◆ Your task: Copy exactly the last part of the entries, starting from the line with "the blurred green" and including the final line.

(Excerpts from point annotation data)

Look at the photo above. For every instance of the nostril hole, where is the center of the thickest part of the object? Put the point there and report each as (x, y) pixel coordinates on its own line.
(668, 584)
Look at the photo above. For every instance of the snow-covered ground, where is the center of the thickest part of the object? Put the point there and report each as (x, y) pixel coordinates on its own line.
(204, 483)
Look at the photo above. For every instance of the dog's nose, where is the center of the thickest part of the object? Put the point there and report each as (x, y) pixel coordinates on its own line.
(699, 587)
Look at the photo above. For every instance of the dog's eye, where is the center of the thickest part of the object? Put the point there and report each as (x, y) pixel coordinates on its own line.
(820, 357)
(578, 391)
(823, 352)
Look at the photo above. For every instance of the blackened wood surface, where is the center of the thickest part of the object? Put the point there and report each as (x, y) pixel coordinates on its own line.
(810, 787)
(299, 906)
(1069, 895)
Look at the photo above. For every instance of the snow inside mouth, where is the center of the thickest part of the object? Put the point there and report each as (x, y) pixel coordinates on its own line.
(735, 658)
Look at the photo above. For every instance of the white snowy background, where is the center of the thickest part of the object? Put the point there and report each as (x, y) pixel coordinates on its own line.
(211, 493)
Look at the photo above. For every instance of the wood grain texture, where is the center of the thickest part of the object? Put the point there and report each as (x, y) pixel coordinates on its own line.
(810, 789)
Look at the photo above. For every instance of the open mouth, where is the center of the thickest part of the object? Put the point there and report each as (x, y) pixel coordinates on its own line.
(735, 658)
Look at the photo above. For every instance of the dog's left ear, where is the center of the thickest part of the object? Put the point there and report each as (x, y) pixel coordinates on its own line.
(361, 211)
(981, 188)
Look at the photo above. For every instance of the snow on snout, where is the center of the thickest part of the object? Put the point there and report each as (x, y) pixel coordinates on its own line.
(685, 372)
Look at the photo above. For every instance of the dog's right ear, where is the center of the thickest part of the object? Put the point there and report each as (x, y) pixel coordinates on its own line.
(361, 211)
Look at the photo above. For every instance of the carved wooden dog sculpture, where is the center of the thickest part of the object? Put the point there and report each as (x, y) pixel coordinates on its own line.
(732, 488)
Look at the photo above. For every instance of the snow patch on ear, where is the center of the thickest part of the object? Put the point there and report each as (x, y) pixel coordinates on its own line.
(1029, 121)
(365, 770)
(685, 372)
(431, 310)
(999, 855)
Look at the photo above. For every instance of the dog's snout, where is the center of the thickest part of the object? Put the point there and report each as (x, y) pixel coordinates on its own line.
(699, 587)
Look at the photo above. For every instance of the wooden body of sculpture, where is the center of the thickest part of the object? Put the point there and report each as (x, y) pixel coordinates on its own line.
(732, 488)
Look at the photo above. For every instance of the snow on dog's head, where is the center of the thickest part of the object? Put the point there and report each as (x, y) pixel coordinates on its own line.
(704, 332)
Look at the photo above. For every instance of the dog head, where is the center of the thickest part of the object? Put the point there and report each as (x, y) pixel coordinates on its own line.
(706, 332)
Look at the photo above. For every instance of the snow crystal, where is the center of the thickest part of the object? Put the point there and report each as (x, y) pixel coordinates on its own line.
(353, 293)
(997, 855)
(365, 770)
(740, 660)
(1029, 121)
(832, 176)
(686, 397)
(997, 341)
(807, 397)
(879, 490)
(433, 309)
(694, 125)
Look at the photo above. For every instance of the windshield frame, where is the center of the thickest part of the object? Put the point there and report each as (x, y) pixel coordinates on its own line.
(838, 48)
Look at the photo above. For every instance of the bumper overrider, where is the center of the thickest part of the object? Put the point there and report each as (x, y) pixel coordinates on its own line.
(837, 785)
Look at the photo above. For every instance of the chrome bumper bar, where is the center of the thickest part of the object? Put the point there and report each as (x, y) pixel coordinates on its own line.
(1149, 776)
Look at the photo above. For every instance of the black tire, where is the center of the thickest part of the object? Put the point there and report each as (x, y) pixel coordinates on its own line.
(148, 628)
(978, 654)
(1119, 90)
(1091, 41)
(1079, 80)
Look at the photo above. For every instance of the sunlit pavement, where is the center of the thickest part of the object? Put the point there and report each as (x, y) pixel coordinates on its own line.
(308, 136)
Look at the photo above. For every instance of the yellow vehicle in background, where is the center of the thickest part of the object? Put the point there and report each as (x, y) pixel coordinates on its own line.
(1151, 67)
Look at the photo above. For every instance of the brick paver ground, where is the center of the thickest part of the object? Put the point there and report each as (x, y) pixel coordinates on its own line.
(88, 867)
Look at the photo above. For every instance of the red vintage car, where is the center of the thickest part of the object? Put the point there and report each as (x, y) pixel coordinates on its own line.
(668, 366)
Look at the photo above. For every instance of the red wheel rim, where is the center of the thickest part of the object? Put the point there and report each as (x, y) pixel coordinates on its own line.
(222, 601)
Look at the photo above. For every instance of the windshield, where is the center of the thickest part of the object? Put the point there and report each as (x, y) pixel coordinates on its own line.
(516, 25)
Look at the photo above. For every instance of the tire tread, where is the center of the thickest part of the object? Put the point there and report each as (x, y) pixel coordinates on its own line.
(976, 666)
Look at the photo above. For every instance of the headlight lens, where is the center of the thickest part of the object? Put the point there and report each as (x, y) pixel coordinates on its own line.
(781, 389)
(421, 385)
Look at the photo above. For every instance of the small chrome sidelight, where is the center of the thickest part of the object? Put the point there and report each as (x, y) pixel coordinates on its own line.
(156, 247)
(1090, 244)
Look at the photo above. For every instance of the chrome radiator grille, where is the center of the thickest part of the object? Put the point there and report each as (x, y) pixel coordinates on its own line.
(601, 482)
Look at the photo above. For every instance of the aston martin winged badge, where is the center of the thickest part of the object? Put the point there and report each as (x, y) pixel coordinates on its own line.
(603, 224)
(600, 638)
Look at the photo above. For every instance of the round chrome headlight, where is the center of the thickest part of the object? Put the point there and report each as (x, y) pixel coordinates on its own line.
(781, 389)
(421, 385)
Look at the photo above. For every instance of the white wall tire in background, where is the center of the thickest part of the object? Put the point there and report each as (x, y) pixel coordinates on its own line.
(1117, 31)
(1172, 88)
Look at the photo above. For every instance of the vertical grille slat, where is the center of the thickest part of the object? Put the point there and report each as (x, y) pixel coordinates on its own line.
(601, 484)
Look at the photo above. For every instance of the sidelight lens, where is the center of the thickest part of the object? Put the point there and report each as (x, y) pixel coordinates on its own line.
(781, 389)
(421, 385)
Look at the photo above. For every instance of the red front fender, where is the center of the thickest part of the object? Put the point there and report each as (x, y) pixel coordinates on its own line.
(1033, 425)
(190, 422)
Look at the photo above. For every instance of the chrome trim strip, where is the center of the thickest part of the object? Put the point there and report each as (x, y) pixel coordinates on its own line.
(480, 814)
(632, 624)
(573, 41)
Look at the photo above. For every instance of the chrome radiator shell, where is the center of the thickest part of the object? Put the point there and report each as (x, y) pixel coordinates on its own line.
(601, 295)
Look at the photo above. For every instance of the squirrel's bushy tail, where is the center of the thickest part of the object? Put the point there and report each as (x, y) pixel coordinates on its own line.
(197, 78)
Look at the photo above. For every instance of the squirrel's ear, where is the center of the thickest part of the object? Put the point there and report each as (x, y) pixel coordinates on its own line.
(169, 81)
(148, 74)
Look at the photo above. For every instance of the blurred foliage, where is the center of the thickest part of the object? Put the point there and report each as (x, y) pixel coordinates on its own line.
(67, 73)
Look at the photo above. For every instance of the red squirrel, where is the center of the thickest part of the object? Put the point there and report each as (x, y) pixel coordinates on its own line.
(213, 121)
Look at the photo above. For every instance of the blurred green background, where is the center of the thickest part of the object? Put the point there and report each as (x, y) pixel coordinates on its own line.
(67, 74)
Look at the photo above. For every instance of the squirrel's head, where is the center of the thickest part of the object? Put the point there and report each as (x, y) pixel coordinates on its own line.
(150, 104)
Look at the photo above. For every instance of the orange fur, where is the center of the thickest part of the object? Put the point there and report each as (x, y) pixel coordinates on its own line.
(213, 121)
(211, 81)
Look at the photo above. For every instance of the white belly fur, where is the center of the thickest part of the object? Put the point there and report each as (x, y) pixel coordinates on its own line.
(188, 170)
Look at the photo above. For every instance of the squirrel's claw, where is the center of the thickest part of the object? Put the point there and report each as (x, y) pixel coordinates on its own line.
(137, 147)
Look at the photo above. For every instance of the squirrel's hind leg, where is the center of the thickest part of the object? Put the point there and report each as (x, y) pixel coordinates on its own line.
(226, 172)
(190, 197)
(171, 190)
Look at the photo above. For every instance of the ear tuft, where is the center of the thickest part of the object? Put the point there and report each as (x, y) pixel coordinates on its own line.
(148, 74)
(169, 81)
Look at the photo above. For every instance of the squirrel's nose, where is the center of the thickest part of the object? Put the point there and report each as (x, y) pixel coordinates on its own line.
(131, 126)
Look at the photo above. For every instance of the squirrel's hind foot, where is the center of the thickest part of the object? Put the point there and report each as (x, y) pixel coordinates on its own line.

◆ Result:
Look at the photo above. For every instance of the blurred green background, where is the center of the thickest part of the object? Put the point there and report each as (x, y) pixel coordinates on its own line.
(67, 74)
Look at the photo above. For every instance of the squirrel's head, where is the center of the thickest part of the object? Put the point there and report each as (x, y) pixel coordinates on its own line.
(150, 104)
Look at the photo above. For every instance of the orange fur, where is the center of the thickest part of the object? Put the point there and report each as (x, y) pixel coordinates on its own line.
(213, 121)
(211, 81)
Look at the photo above. For every instance of the white belly fur, where is the center of the thickest part of the object? Put the point there and report each as (x, y) pixel coordinates on its own line.
(188, 170)
Look at the photo above. For every instance of the squirrel's claw, where is the center of the thickest part of the object? Put the point there and report each as (x, y) pixel coordinates on its own line.
(137, 147)
Look at the photo above. For every instance of the squirrel's hind leg, where is the center of the thickest part of the object? Put the point there and report each as (x, y) pixel coordinates on its own line.
(226, 172)
(190, 197)
(171, 190)
Look at the photo above. For every instance of the ear tuft, where is the center of the thickest part of the object? Put the point there and report each as (x, y) pixel coordinates on its own line.
(148, 74)
(169, 81)
Look at the photo above. For every instance of the squirrel's nose, where is the center of the thickest part of the object? Put the point there and report each as (x, y) pixel coordinates on its own line.
(131, 126)
Look at the photo above. For every instance of the squirrel's hind foot, where is the center of the thickest part of the object? Put the point there and report each as (x, y) pixel coordinates on its own line.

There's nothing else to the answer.